• Document text
____________

Aster is a decentralized perpetual-futures exchange that arrived loud and fast: within days of its September 2025 token launch it was posting daily volume that, on its busiest sessions, briefly eclipsed Hyperliquid — the venue almost everyone treats as the on-chain benchmark. For a perp DEX that most traders had never heard of a month earlier, that was a genuine shock to the established order, and it is the reason Aster is now a fixture on every serious funding trader's radar. It runs across multiple chains, keeps your funds in your own wallet, and pairs an aggressive growth playbook with a product that is more polished than its overnight rise would suggest.
What is Aster?
What separates Aster from the long tail of forgettable perp DEXs is its pedigree. The project grew out of the merger of Astherus and APX Finance in late 2024, and it is backed by YZi Labs — the venture arm formerly known as Binance Labs. Binance founder Changpeng Zhao (CZ) has publicly endorsed the project and acts in an advisory capacity on product and technical direction, and a number of former Binance staff sit on the team. That lineage is not a cosmetic detail: it shows up in the exchange-grade execution, the market-maker relationships that give Aster real depth on majors, and the distribution muscle that let it scale liquidity faster than almost any DEX before it. For better and worse, Aster is the closest thing in DeFi to a "Binance-adjacent" perpetual venue.
Aster is deliberately a hybrid product rather than a single-purpose order book. It ships two faces: a Simple mode aimed at one-click directional traders, where leverage on majors can reach an eye-watering 1001x on BNB Chain and Arbitrum, and a Pro mode built for people who want a full order book, hidden limit orders, bracket orders, multi-collateral margin and portfolio risk views. It supports both crypto perpetuals and tokenized stock perps, settles trades on-chain across BNB Chain, Ethereum, Solana and Arbitrum, and is in the process of standing up its own Aster Chain Layer 1 to consolidate that fragmented liquidity. The throughline is "centralized-exchange feel, self-custodial settlement" — the same pitch that built Hyperliquid, executed by a team that knows the centralized-exchange playbook intimately.

____________

• Written problem 1
List every line in the rows below that contains the word "cardigan", copying each line in full.

• The records
____________

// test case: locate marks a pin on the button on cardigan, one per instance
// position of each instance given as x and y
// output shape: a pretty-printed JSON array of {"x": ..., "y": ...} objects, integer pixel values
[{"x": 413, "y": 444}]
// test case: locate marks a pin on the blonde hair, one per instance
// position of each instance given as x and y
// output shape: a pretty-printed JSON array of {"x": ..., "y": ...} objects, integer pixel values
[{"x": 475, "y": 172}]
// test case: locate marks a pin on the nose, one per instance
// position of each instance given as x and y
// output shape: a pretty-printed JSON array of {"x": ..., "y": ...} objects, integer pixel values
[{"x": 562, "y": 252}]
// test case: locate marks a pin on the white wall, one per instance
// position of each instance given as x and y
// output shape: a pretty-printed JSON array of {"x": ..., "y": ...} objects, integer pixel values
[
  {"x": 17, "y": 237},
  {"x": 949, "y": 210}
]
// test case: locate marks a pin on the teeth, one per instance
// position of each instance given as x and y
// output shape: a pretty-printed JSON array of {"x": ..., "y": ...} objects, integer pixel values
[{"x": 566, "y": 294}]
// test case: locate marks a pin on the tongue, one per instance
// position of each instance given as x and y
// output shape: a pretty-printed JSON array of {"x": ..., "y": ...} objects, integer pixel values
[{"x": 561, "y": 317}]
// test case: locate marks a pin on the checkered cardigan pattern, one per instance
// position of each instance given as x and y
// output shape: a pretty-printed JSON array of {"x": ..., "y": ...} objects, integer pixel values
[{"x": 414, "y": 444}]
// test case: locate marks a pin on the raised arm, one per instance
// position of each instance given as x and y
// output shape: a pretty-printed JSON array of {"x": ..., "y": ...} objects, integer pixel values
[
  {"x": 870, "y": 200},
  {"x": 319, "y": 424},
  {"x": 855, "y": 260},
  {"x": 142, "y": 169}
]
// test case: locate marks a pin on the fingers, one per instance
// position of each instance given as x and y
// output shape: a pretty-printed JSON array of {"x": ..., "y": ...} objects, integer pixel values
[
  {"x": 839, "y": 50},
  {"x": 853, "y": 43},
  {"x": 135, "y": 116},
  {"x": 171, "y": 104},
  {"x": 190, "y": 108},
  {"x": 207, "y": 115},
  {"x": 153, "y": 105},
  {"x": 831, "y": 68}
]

____________

• Written problem 2
Continue the text about the Aster exchange, picking up after its last paragraph.

• Answer 1
// test case: locate marks a pin on the button on cardigan, one per instance
// test case: locate marks a pin on the checkered cardigan pattern, one per instance

• Answer 2
For a delta-neutral funding trader, the practical question is simpler than the hype: is Aster deep enough and stable enough to hold one leg of a pair, and how does its funding compare with the other venues you trade? This review answers that end to end — what Aster is, its key metrics, the product features that matter day to day, the ASTER token and its airdrop history, the real fee schedule, security and the honest risks, a step-by-step on getting started, and how its funding rates stack up against Hyperliquid and Binance for cross-exchange spreads. The volatile numbers — live funding, open interest and volume — are pulled straight from ORBIT so they never go stale.
Aster key metrics (2026)
Aster's headline numbers swing harder than almost any venue we track, because its volume is driven partly by aggressive incentive programs and a young, momentum-chasing user base — so a static snapshot would mislead you within a day. The figures below are pulled live from ORBIT's own data: total open interest across all Aster markets, 24-hour volume, the number of perpetual markets tracked, the average funding across them, and the base fee. The second table shows Aster's deepest individual markets by open interest, which is the number that actually matters for arbitrage — those are the books you can size into and exit without slippage eating a week of funding. Treat the open interest figure as your real liquidity gauge here, not the volume headline, which incentive farming can inflate.
| Property | Detail |
|---|---|
| Exchange type | Decentralized perpetual + spot exchange (multi-chain) |
| Blockchains | BNB Chain (primary), Ethereum, Solana, Arbitrum |
| Custody | Non-custodial — you trade from your own wallet |
| Trading modes | Simple (one-click, up to 1001x) and Pro (full order book) |
| Margin | USDT/USDC plus yield-bearing collateral (asBNB, USDF) |
| Funding interval | Pro mode settles on a scheduled cadence (8h baseline) |
| Native token | ASTER (live since the September 2025 TGE) |
| Stock perps | Yes — tokenized equity perpetuals alongside crypto |
| Backing | YZi Labs (ex-Binance Labs); CZ as advisor |
| KYC | None — connect a Web3 wallet and trade |
| Metric | Value |
|---|---|
| Open interest (all markets) | $883.7M |
| 24h volume | $1.67B |
| Perp markets tracked | 50 |
| Average funding APR | -48.88% |
| Taker / maker fee | 4 bps / 1 bps |
| Market | Open interest | Funding APR |
|---|---|---|
| BTC | $373.2M | +8.68% |
| ETH | $160.3M | +10.95% |
| SOL | $128.5M | +9.20% |
| ASTER | $108.3M | +1.13% |
| XRP | $28.4M | +10.95% |
| DEXE | $9.9M | +174.61% |
Aster key features for traders
Aster's feature set is built to feel like a centralized exchange while settling on-chain, and it leans into things most DEXs cannot offer — hidden orders, extreme leverage, yield-bearing collateral and tokenized stock perps. Some of these are genuine edges for a sophisticated trader; others are clearly retail-acquisition features that you should understand before you use them.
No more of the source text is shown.